Thirteen scientists from across the U.S. are now a part of our new Health and Air Quality Applied Sciences Team (HAQAST), a collaboration that works in partnership with public health and air quality agencies to use NASA data and tools for public benefit. HAQAST is a follow-up to our Air Quality Applied Sciences Team, AQAST. (See page 32)

“This new team is making public health a much greater focus. It’s not just about getting data about air pollution—it is getting it directly to public health organizations.” Tracey Holloway, Director HAQAST

DRINK UP!

We initiated a new NASA-wide Western Water Applications Office. This WWAO is a dedicated effort to support Western states to apply Earth science data and models to inform water management decisions. NASA’s JPL, GSFC, and ARC run this initiative that engages water managers at local, state, and regional levels as well as companies and non-profits.

“Don’t hug us for 18 months and go away.” Tim Quinn, Association of California Water Agencies

We won’t, Tim.

HAQAST

KEEPING PEOPLE FED

The Group on Earth Observations Global Agricultural Monitoring (GEOGLAM) Initiative announced a new activity this year under its Countries at Risk component—the Early Warning Crop Monitor (EWCM) bulletin. The EWCM provides timely crop condition assessment for countries at risk of food insecurity, reflecting a consensus of the international, regional, and national organizations concerned with monitoring food security.

“[The EWCM] will strengthen global agricultural monitoring by improving the use of remote sensing tools for crop production projections and weather forecasting.” G20 Ministerial Declaration


A TEAM MENTALITY

A highlight for SERVIR in 2016 was the selection a new Applied Sciences Team (AST). The SERVIR AST consists of principal investigators and co-investigators, who kicked off 16 applications targeted toward water and water-related disasters, food security, weather and climate, as well as land use and ecosystems.

“SERVIR is connecting [us] with long-term rainfall data records—from historical satellite-based observations and real-time estimates, to short-term rainfall forecasts.” Dula Shanko, Deputy Director General National Meteorology Agency of Ethiopia

A NEW ENDEAVOR

NASA selected Resources for the Future to lead a consortium that will quantify the socioeconomic benefits of Earth observations. It’s a five-year cooperative agreement with three main aspects: advancing analytic techniques to quantify the impacts (in economic and social terms) from uses of Earth observations; building capacity in the Earth science community regarding socioeconomic terms, concepts, and methods; and, advancing communication on the benefits and value of Earth observations.

“This new consortium…will be dedicated to discovering and disseminating the importance of space-derived information—information that can directly benefit our personal health, the economy, and our environment.” Richard Newell, President Resources for the Future

There were many more new things this year that you’ll find throughout this Annual Report, so you can see why we’re so proud of 2016.

■ **RAW DATA**
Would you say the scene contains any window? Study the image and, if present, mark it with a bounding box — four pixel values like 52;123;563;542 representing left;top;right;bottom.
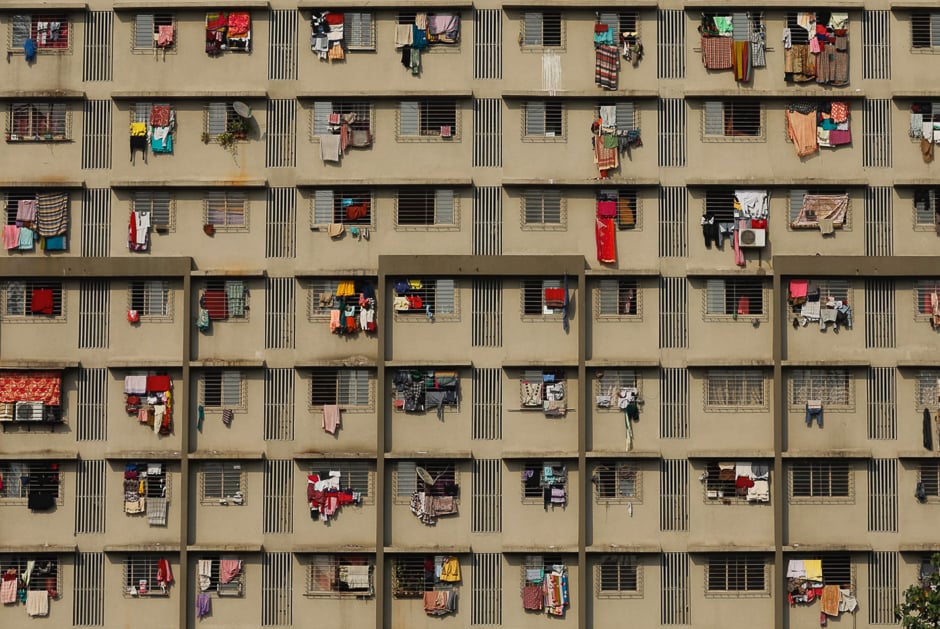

■ **SET EXERCISE 1**
Answer these from the passage on NASA's 2016 applied sciences initiatives:
(a) How many scientists joined the Health and Air Quality Applied Sciences Team?
(b) Which three NASA centers run the Western Water Applications Office?
(c) How many applications did the SERVIR Applied Sciences Team kick off?
■ **SET EXERCISE 2**
Write the next part of the passage on NASA's 2016 applied sciences initiatives, picking up after its final sentence.

■ **EXERCISE RESULT 1**
(a) Thirteen.
(b) JPL, GSFC, and ARC.
(c) 16.

■ **EXERCISE RESULT 2**
PROJECTS IN MOTION

We launched our Applied Sciences Video Series in 2016, with a playlist of 15 videos on the NASA.gov YouTube channel. The videos highlight a variety of Applied Sciences projects that are bringing real-world benefits in the areas of public health, disaster guidance, wildlife conservation, water resources, and more.

“A dedicated YouTube playlist is an exciting addition to Applied Sciences. The videos bring a fresh, entertaining perspective to the applications and users.” John Haynes, Program Manager Health & Air Quality Applications

A NEW VENTURE

NASA selected the second complete spaceflight mission in the Earth Venture series. This competition was the first time that NASA Earth Science had a formal requirement for applications as part of a proposed Earth Venture mission concept. Proposers were required to include a plan for providing data and information products to applications users, and for enabling applications projects.

“Earth Venture challenges the science community to propose relatively low-cost investigations for important measurements. We encourage them to also support applications of the measurements to promote societal benefits in addition to the research.” Eric Ianson, Director NASA Earth Science Flight Program

“It is very important for

the agricultural sector

to monitor vegetation

stress, and ESI provides a

mechanism to see the onset

of stress and allows for

potential mitigation steps

to be taken.”Christopher Hain, NASA

SEEING STRESS FROM SPACEThe U.S. is predicting droughts sooner with satellitesUnlike us humans, soybeans and wheat can’t turn to acupuncture or aromatherapy when they’re stressed out.

And, yes, plants can certainly feel stress. Stress that’s caused by too little moisture and exacerbated by high temperatures. “Agricultural stress occurs when crops do not have adequate soil water during their growth cycle,” explained agricultural researcher Christopher Hain. “Even if the stress doesn’t lead to failure of the crop, it can have significant impacts on end-of-season yield.”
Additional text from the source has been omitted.